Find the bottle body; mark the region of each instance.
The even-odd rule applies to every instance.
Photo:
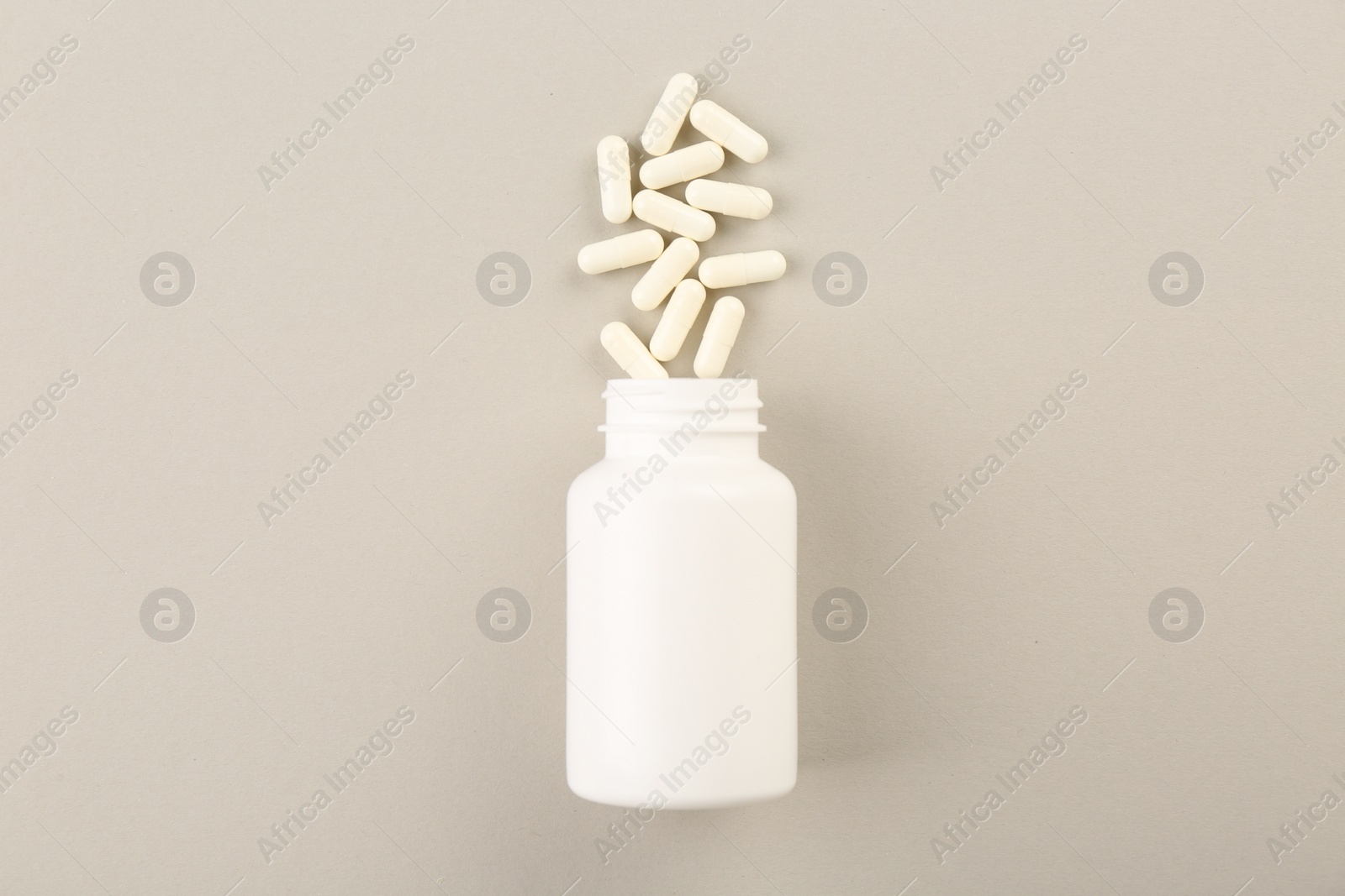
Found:
[[[616,806],[772,799],[798,767],[796,498],[746,377],[616,380],[568,498],[566,771]]]

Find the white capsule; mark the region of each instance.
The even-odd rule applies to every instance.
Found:
[[[597,189],[603,218],[621,224],[631,218],[631,148],[616,134],[597,141]]]
[[[599,339],[603,341],[603,348],[625,371],[627,376],[638,380],[666,380],[668,377],[668,372],[654,360],[640,337],[621,321],[612,321],[604,326]]]
[[[672,290],[668,306],[650,339],[650,355],[660,361],[671,361],[682,351],[686,334],[691,332],[701,305],[705,304],[705,286],[698,279],[685,279]]]
[[[713,218],[699,208],[691,208],[671,196],[664,196],[652,189],[642,189],[635,193],[635,200],[631,206],[635,210],[635,216],[647,224],[670,230],[681,236],[690,236],[699,243],[714,236]]]
[[[667,159],[671,157],[667,156]],[[646,163],[646,168],[648,168],[648,163]],[[640,169],[640,177],[644,177],[644,168]],[[701,179],[686,185],[686,204],[720,215],[761,220],[771,214],[775,201],[771,199],[771,193],[760,187]]]
[[[638,230],[581,249],[580,270],[585,274],[604,274],[617,267],[651,262],[662,251],[663,238],[656,230]]]
[[[640,145],[644,146],[644,152],[651,156],[662,156],[672,149],[672,141],[682,130],[686,113],[691,109],[698,93],[695,78],[686,73],[672,75],[668,86],[663,89],[663,95],[659,97],[659,105],[654,106],[650,124],[644,125],[644,133],[640,134]]]
[[[768,279],[780,279],[784,275],[784,255],[773,249],[764,253],[712,255],[701,262],[697,275],[706,289],[763,283]]]
[[[691,106],[691,126],[742,161],[765,159],[765,137],[752,130],[732,111],[709,99]]]
[[[678,236],[668,243],[658,261],[650,265],[650,270],[644,271],[644,277],[631,290],[631,301],[642,312],[654,310],[699,258],[701,247],[695,240]]]
[[[724,167],[724,149],[713,140],[683,146],[640,165],[640,183],[662,189],[683,180],[710,175]]]
[[[695,361],[691,364],[697,376],[713,379],[724,372],[729,351],[733,343],[738,341],[738,329],[742,326],[745,313],[742,302],[733,296],[716,300],[714,308],[710,309],[710,320],[705,324],[701,348],[697,349]]]

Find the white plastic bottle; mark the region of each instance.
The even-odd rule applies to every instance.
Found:
[[[756,380],[609,380],[568,498],[566,771],[585,799],[712,809],[798,768],[794,486]]]

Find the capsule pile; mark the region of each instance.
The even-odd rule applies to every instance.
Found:
[[[706,175],[724,167],[725,150],[755,164],[765,159],[767,142],[765,137],[718,103],[697,101],[697,93],[695,78],[689,74],[677,74],[668,81],[640,136],[640,145],[650,159],[639,172],[644,189],[633,197],[631,149],[625,140],[609,136],[597,144],[603,216],[613,224],[623,224],[633,214],[658,228],[589,243],[578,257],[580,270],[585,274],[652,262],[631,290],[631,301],[642,312],[652,312],[667,300],[648,347],[620,321],[604,326],[600,337],[612,360],[628,376],[638,379],[667,377],[659,361],[670,361],[682,351],[705,305],[706,289],[760,283],[784,274],[784,255],[775,250],[701,258],[699,243],[714,236],[716,224],[710,212],[760,220],[771,214],[772,199],[760,187],[706,179]],[[709,140],[668,152],[689,117],[691,126]],[[681,183],[686,183],[686,201],[659,192]],[[664,246],[659,230],[677,238]],[[689,277],[698,261],[697,275]],[[745,313],[742,302],[734,296],[721,296],[714,301],[693,363],[697,376],[724,373]]]

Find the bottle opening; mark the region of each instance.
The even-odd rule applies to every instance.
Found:
[[[607,423],[600,433],[667,433],[687,424],[699,433],[764,433],[757,423],[757,382],[733,377],[608,380]]]

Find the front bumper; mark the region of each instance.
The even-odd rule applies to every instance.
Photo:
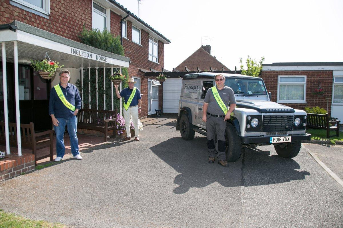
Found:
[[[310,140],[311,134],[305,133],[304,135],[292,135],[291,143],[298,141],[303,140]],[[270,137],[269,136],[244,137],[241,136],[240,141],[243,144],[258,144],[261,143],[263,145],[270,145]]]

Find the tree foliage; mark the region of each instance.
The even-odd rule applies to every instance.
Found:
[[[245,70],[243,64],[243,59],[241,58],[239,59],[239,63],[240,64],[240,70],[242,71],[242,74],[253,76],[254,77],[258,77],[262,70],[262,63],[264,61],[264,57],[262,57],[260,60],[259,64],[257,63],[256,59],[251,58],[248,55],[246,61],[247,69],[247,70]]]
[[[101,32],[98,29],[87,30],[84,27],[83,30],[79,37],[81,42],[96,48],[111,52],[114,54],[124,55],[124,48],[120,44],[120,37],[115,37],[107,30],[105,29]],[[96,108],[96,69],[91,69],[91,107],[92,109]],[[127,78],[128,75],[128,70],[126,68],[122,68],[122,73]],[[98,70],[98,108],[99,110],[104,109],[104,68],[99,67]],[[114,68],[113,73],[119,72],[119,68]],[[83,71],[83,92],[84,107],[89,108],[89,69],[86,68]],[[105,95],[106,99],[106,109],[110,110],[112,108],[111,88],[112,82],[110,79],[111,69],[106,68],[105,71]],[[78,79],[75,83],[80,91],[81,91],[81,81]],[[127,86],[126,81],[122,83],[122,88]],[[119,109],[119,100],[117,99],[115,90],[113,88],[114,108]]]

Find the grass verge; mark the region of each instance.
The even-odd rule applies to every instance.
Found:
[[[67,228],[60,223],[43,220],[32,220],[0,209],[0,228]]]

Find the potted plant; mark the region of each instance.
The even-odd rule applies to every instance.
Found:
[[[166,77],[165,75],[160,73],[158,76],[156,77],[156,79],[163,82],[166,80],[166,79],[167,79],[167,77]]]
[[[58,62],[52,61],[50,59],[48,60],[46,58],[42,61],[31,60],[31,66],[45,79],[50,79],[58,69],[63,67],[63,65],[59,65],[59,63]]]
[[[109,78],[114,85],[119,85],[120,82],[126,79],[126,77],[120,73],[115,73],[109,76]]]

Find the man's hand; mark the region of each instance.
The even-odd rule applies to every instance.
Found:
[[[60,122],[58,122],[58,120],[54,117],[51,117],[51,118],[52,119],[52,124],[54,124],[54,126],[58,126],[58,124],[60,123]]]
[[[224,117],[224,121],[226,121],[227,120],[230,119],[230,116],[231,115],[231,113],[227,112],[227,113],[226,115],[225,115],[225,117]]]
[[[202,115],[202,121],[204,122],[206,122],[206,120],[207,120],[207,115],[206,114],[203,114]]]

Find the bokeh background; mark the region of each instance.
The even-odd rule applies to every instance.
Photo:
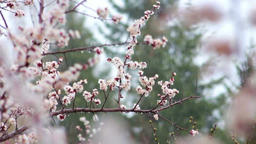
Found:
[[[240,113],[237,111],[241,108],[246,107],[247,102],[254,101],[250,100],[254,99],[255,97],[253,90],[256,89],[252,84],[254,81],[251,77],[255,69],[253,35],[255,33],[253,32],[256,23],[256,10],[251,7],[255,5],[253,4],[255,3],[252,1],[238,0],[207,1],[207,2],[199,0],[159,1],[161,2],[160,9],[155,11],[155,14],[142,28],[141,35],[137,39],[138,42],[142,42],[146,34],[150,34],[154,38],[161,38],[165,36],[169,42],[165,47],[156,50],[153,50],[149,46],[137,45],[132,59],[146,62],[147,67],[144,70],[144,75],[150,77],[157,74],[159,77],[157,81],[167,80],[172,72],[176,72],[177,75],[173,87],[178,90],[180,93],[176,95],[175,100],[180,98],[182,93],[187,97],[194,95],[197,80],[197,94],[204,95],[202,98],[190,99],[160,111],[159,114],[188,129],[192,129],[193,125],[189,122],[191,116],[197,123],[199,132],[206,135],[209,135],[210,129],[216,123],[219,129],[215,132],[213,137],[222,143],[234,143],[230,137],[231,128],[242,131],[244,127],[240,126],[244,125],[237,124],[243,123],[243,119],[248,116],[242,115],[238,122],[234,122],[233,119]],[[124,18],[116,25],[110,21],[102,21],[79,14],[69,13],[67,15],[66,24],[58,27],[67,30],[78,30],[81,32],[82,38],[71,39],[69,46],[65,49],[125,41],[129,36],[126,30],[130,23],[143,16],[144,11],[151,9],[155,3],[154,0],[87,1],[84,4],[93,9],[107,7],[110,16],[119,13],[123,15]],[[75,3],[73,3],[71,7],[75,5]],[[80,11],[97,15],[95,11],[85,7],[81,6],[78,8]],[[85,90],[99,89],[97,82],[99,79],[107,80],[115,76],[116,70],[106,59],[117,56],[123,58],[126,46],[104,47],[105,52],[101,56],[99,63],[81,73],[79,79],[86,79],[88,82],[85,85]],[[52,51],[57,50],[54,47],[51,47],[51,49]],[[60,66],[60,71],[65,70],[75,63],[86,62],[93,55],[85,51],[67,53],[66,61]],[[63,56],[58,54],[47,57],[53,60]],[[44,58],[46,61],[47,59]],[[140,98],[135,91],[139,83],[136,71],[127,71],[133,76],[132,87],[127,93],[122,91],[124,98],[121,103],[131,108]],[[244,87],[250,87],[249,90],[244,90]],[[246,92],[241,92],[242,90]],[[111,92],[105,108],[117,107],[114,99],[117,98],[117,89]],[[103,99],[103,92],[99,92],[98,98]],[[242,97],[238,99],[237,105],[233,105],[236,98],[244,96],[248,93],[251,97],[247,98],[247,101],[240,102],[239,100],[243,99]],[[149,97],[143,98],[140,104],[141,109],[150,109],[155,105],[159,99],[157,95],[161,93],[160,87],[156,85]],[[84,107],[84,99],[81,94],[78,94],[76,97],[77,104],[79,107]],[[252,107],[246,108],[243,111],[246,112],[255,109],[255,104],[250,104]],[[249,117],[252,119],[255,117],[253,111]],[[232,114],[227,117],[227,113]],[[77,131],[75,128],[77,125],[82,127],[83,123],[76,117],[84,117],[84,114],[71,114],[65,121],[56,121],[57,124],[66,128],[69,143],[78,142]],[[155,142],[150,120],[153,120],[154,127],[157,129],[160,143],[166,143],[167,140],[174,143],[169,135],[170,132],[174,132],[177,139],[189,135],[161,118],[157,121],[144,114],[121,113],[97,114],[98,122],[93,120],[92,114],[86,113],[85,117],[90,121],[91,126],[96,128],[101,126],[100,123],[104,123],[105,127],[103,127],[106,128],[104,131],[106,132],[95,135],[93,143],[97,143],[98,141],[107,143],[106,141],[104,143],[104,138],[99,138],[103,137],[102,135],[113,139],[120,137],[121,135],[126,135],[121,141],[127,143],[154,143]],[[114,120],[117,122],[113,123]],[[228,124],[229,123],[231,124]],[[106,131],[106,129],[109,129],[109,131]],[[112,129],[114,132],[111,131]],[[254,136],[251,137],[249,143],[256,143],[254,130],[254,132],[252,131],[252,135]],[[241,143],[246,142],[245,133],[237,135],[237,140]],[[86,136],[87,139],[90,138],[89,135]],[[119,142],[115,142],[113,143]]]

任务要求:
请从上面的数据行中挑出所有含有字符串“capsule”的行，逐行照抄，大小写须完全一致。

完整答案:
Find the white capsule; mark the region of each instance.
Find the capsule pile; mark the region of each instance.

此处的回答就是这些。